-------- DOCUMENT EXTRACT --------

In the past, poverty was estimated on the basis of money required for a stipulated minimum calorie intake by individuals. But the Tendulkar committee shifted to a wider definition, including spending on food, education, health, electricity, clothing and footwear.

The fact that the report revised the rural consumption basket to present-day prices and assumed the urban one could remain unchanged led to a huge jump in the number of people below the poverty line in the rural areas, while numbers below the poverty line in urban areas remained almost unchanged. On this point, many other economists and statisticians have been critical.

Critiques
K L Datta found nothing wrong in a new committee being set up to revise the method of estimating poverty. “This has precedence and there is nothing unusual. Every two committees had an intervening period of approximately six to 15 years,” he said. However, the Tendulkar committee was only appointed in 2009.

Datta did not have problems with the numbers yielded by the Tendulkar estimates. He raised the issue of urban versus rural poverty growth but debunked the civil society criticism of poverty lines, saying their approach of looking at a day’s requirement was basically wrong. “There is something called economy of scale and when we look at these numbers, we don’t look at a day’s requirement but requirement of a household as a whole and for the whole month. So, it is wrong to say the poverty line is Rs 28 or 32. It has to be monthly per capita,”’ he says, defending the report.

-------- GIVEN MATERIAL --------

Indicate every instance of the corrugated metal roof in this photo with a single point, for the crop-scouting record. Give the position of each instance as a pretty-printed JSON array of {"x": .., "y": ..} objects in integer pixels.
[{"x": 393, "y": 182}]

--------

> [EXERCISE TASKS]
A) Repeat the part of the passage on poverty estimation starting at "Datta did not" and ending at "defending the report.", word for word.
B) Pick up the passage on the Tendulkar committee's poverty estimates after its final sentence and keep writing.
The lines above come from a different source than the passage on poverty estimation.

> [THE RESULTS]
A)
Datta did not have problems with the numbers yielded by the Tendulkar estimates. He raised the issue of urban versus rural poverty growth but debunked the civil society criticism of poverty lines, saying their approach of looking at a day’s requirement was basically wrong. “There is something called economy of scale and when we look at these numbers, we don’t look at a day’s requirement but requirement of a household as a whole and for the whole month. So, it is wrong to say the poverty line is Rs 28 or 32. It has to be monthly per capita,”’ he says, defending the report.

B)
Economist Himanshu said the Tendulkar committee contents were manipulated by the Planning Commission when it incorporated data on mid-day meals to project lower consumption expenditure among the poor. Yoginder K Alagh, who headed the task force which devised the first ever poverty estimates based on calorie requirements, said the advantage of the Tendulkar committee was that it shifted the emphasis from calories to the demand for food. The framework provided the purchasing power to allow the poor to substitute food items.

Economist Madhura Swaminathan, while acknowledging that the Tendulkar estimates raised the number of people below the rural poverty line from 28.3 per cent to 41.8 per cent for 2004-05, said its methodology was deeply flawed. The poverty line depended on “reduced calorie consumption and fails to provide for reasonable household expenditures on schooling and health”, she said. It reduced the calorie requirement from 2,100 Kcal per day for urban areas and 2,400 Kcal per day for rural areas to a single norm of 1,800 Kcal per day. Tendulkar based it on minimum dietary energy requirement meant for light and sedentary work, which Swaminathan said was a gross underestimate and led to large exclusion of the poor. Datta underlined one of the main issues with the Tendulkar method, accepting the urban poverty ratio as the basis for his estimates. He cited projections made by renowned economist Angus Deaton to say the urban poverty line was as controversial as the rural one and, hence, there was no justification for Tendulkar to consider urban data as reliable. He noted Deaton had calculated urban poverty ratios as 22.8 per cent in 1987-88, 18.1 per cent in 1993-94 and 12.5 in 1999-2000. As opposed to this, the official estimates were 38.2 per cent, 32.4 per cent and 23.6 per cent, respectively, in those three years.

So, while there was a wide gap between these two, Tendulkar was hardly justified in adopting the urban ratios as non-controversial, said Datta. As for rural estimates, again a comparison with Deaton’s estimates shows the official estimates were not unusually low as argued by Tendulkar, who went on to raise these. While Deaton’s estimates were 39 per cent in 1987-88, 32.9 per cent in 1993-94 and 25.3 per cent in 1999-2000, the official rural poverty estimates were 39.1 per cent, 37.3 per cent and 27.1 per cent, respectively.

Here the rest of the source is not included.